#### [ESERCIZIO 1]
Riporta senza modifiche la parte del testo sul valore del tempo che si apre con le parole contenenti "Il tempo per" e si chiude con "non arrivare mai.".
#### [ESERCIZIO 2]
Traduci in inglese questa frase del testo sul valore del tempo: "Il tempo per noi aveva un valore inestimabile."
#### [ESERCIZIO 3]
Scrivi il seguito del testo sul valore del tempo, partendo da dopo la sua ultima frase.

#### [ESTRATTO DELLA PAGINA]
....

Variabile tempo

 

Il tempo per noi aveva un valore inestimabile.

 

Ma questa non è una cosa che abbiamo appreso viaggiando; questo è l’insegnamento principale che abbiamo tratto dal nostro precedente stile di vita dove tutto era improntato sul quantitativo di cose fatto durante la giornata, durante la vita stessa. Così, se oltre a lavorare riuscivi ad infilarci la palestra e un aperitivo o cena con gli amici, allora si che la tua giornata era stata una bella giornata. Quando invece ti riducevi a star chiuso 14 ore in ufficio, allora eri stanco, frustrato e di pessimo umore ma cercavi di consolarti pensando che lo facevi per la carriera, per i soldi, per un futuro migliore. Un futuro che, data la "temporaneità" del vivere (è sicuro che la vita prima o poi finisce), potrebbe non arrivare mai.

....

#### [Dati tratti da un dataset]
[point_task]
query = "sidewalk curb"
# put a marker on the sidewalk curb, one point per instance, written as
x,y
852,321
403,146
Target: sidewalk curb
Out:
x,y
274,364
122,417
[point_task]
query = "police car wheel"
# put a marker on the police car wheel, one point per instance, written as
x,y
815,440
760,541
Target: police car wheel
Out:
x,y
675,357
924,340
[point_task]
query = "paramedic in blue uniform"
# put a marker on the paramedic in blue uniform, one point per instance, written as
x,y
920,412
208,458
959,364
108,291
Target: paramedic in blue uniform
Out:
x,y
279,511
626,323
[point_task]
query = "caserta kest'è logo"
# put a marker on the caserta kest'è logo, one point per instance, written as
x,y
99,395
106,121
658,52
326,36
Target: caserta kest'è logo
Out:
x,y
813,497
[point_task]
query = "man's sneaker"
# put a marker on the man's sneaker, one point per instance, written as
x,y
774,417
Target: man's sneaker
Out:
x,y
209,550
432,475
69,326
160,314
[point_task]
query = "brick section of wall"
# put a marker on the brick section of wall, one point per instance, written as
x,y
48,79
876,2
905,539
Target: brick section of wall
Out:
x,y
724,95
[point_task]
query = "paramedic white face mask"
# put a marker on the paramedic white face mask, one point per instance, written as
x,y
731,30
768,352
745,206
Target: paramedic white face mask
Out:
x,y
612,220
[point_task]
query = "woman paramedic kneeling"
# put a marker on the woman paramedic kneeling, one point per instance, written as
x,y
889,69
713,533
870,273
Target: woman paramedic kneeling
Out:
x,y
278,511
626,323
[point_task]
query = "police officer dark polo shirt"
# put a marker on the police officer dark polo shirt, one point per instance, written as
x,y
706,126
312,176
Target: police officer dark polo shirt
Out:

....

#### [RISPOSTA ATTESA 1]
Il tempo per noi aveva un valore inestimabile.

 

Ma questa non è una cosa che abbiamo appreso viaggiando; questo è l’insegnamento principale che abbiamo tratto dal nostro precedente stile di vita dove tutto era improntato sul quantitativo di cose fatto durante la giornata, durante la vita stessa. Così, se oltre a lavorare riuscivi ad infilarci la palestra e un aperitivo o cena con gli amici, allora si che la tua giornata era stata una bella giornata. Quando invece ti riducevi a star chiuso 14 ore in ufficio, allora eri stanco, frustrato e di pessimo umore ma cercavi di consolarti pensando che lo facevi per la carriera, per i soldi, per un futuro migliore. Un futuro che, data la "temporaneità" del vivere (è sicuro che la vita prima o poi finisce), potrebbe non arrivare mai.

#### [RISPOSTA ATTESA 2]
For us, time was priceless.

#### [RISPOSTA ATTESA 3]
È da questa visione distorta e materialista della vita che deriva il valore "inestimabile" del tempo; dalla sua percezione di risorsa limitata: 24 ore in un giorno, sottratte le ore di sonno e di espletamento dei bisogni basici (come nutrirsi, lavarsi ecc.) equivalgono a poco più di 12 ore giorno; sottratte le ore di lavoro, che sono impagabili solo per i pochi fortunati che hanno fatto della loro passione, della loro vera natura, una professione, non rimangono che tra le 2 e le 4 ore per fare tutto il resto. Per fare tutto ciò per cui siamo nati e per cui siamo a questo mondo. Chiaramente non possiamo che farlo in modo residuale, visto il residuale quantitativo di tempo dedicatogli. Genitori, preti, professori e sistema educativo, amici e conoscenti, la società intera, tutti hanno partecipato alla corruzione della nostra mente, riempiendoci di obiettivi da raggiungere in un determinato periodo di tempo: il lavoro e la carriera, la famiglia, la casa, la macchina e i figli, il fisico, la bellezza e l’eterna gioventù, gli esami ed i corsi di specializzazione, persino il più alto numero di contatti Facebook. Porto un esempio della mia esperienza in azienda: se a 32/34 anni sei ancora un quadro e non sei dirigente (il mio caso), allora sei uno che non ce l’ha fatta, non ha retto, che ha qualcosa che non va e dunque uno che non ce la farà mai (sempre il mio caso, per fortuna!). Ma farcela a fare che? Ci hanno cresciuti con il seguente mantra: "non perdere tempo, non sprecare il tuo tempo, fai, fai cose". Il che si traduce in guadagna denaro. Ma soprattutto raccontale; dì a tutti cosa sei stato in grado di fare, a che età sei stato in grado di farlo e guadagna status sociale: mio figlio ha un anno e mezzo e già si arrampica in cordata sui ghiacciai dell’Himalaya :-).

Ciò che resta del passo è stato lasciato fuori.